It’s live weather reporting using HDF, Kafka, and Solr.
Here are the environment requirements for implementing:
- HDF (for HDF 2.0, you need Java 1.8).
Now let’s get on to the steps!
There are a lot of moving parts there, but the pieces do plug in well enough and there are a lot of screen shots to guide you along the way.
Our ad server publishes billions of messages per day to Kafka. We soon realized that writing a proprietary Kafka consumer able to handle that amount of data with the desired offset management logic would be non-trivial, especially when requiring exactly-once-delivery semantics. We found that the Kafka Connect API paired with the HDFS connector developed by Confluent would be perfect for our use case.
We’ve also found it painful not having a central authority on data structures that can share their respective schemas across all services and applications. Without a central registry for message schemas, data serialization and deserialization for a variety of applications are troublesome and the pipeline is fragile when schema evolution happens. We found Schema Registry is a great solution for this problem.
To address the above two problems, we integrated the Kafka Connect API and Schema Registry into our Kafka-centered data pipeline.
Well worth reading, especially the difficulties that they’ve had during maintenance periods and in lower environments.
NULL exists because the following general conditions apply:
Existence –The attribute does not exist in the domain, or domain understanding is wrong. This means there is a missing entity in our domain model or entites are mixed in a table. E.g table contains hair colour for a car entity, Number of pregnancies for male patients.

• Provided material:
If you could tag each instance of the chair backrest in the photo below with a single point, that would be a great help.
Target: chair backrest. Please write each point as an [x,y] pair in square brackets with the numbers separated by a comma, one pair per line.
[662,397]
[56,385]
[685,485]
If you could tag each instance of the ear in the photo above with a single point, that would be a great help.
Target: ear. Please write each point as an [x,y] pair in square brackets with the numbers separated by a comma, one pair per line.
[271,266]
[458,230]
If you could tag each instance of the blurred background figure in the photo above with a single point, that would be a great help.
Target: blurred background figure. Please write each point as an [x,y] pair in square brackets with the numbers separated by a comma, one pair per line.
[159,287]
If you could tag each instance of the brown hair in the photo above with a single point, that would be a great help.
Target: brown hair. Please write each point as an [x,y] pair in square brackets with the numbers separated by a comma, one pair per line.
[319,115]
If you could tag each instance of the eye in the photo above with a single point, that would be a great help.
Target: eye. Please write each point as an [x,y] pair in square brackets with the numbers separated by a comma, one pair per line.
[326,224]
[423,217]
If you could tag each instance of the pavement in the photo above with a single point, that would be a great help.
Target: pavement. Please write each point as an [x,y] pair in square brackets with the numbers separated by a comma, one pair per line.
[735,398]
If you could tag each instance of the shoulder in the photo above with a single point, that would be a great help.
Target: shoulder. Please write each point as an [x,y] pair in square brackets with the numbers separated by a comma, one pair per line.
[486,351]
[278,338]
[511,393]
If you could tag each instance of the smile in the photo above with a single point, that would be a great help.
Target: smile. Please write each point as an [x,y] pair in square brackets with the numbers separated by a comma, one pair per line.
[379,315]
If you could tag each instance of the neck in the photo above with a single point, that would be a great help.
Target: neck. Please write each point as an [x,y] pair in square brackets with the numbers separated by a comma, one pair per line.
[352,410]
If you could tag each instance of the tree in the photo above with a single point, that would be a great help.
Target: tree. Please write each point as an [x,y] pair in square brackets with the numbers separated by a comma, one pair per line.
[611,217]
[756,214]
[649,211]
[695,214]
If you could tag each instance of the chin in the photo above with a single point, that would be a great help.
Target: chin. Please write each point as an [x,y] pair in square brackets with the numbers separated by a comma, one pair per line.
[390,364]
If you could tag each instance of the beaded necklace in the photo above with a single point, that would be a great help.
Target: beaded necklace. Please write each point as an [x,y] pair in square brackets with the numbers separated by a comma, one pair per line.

• The task: According to the passage, why did the team decide to use the Kafka Connect API with Confluent's HDFS connector instead of writing their own Kafka consumer? Answer in one to three sentences. The material that comes after the passage is unrelated to it and stands on its own.

• Solution for this exercise: Their ad server publishes billions of messages per day to Kafka. Writing a proprietary consumer that could handle that volume with the offset management logic they wanted would be non-trivial, especially with exactly-once-delivery semantics. The Kafka Connect API with the HDFS connector fit that use case.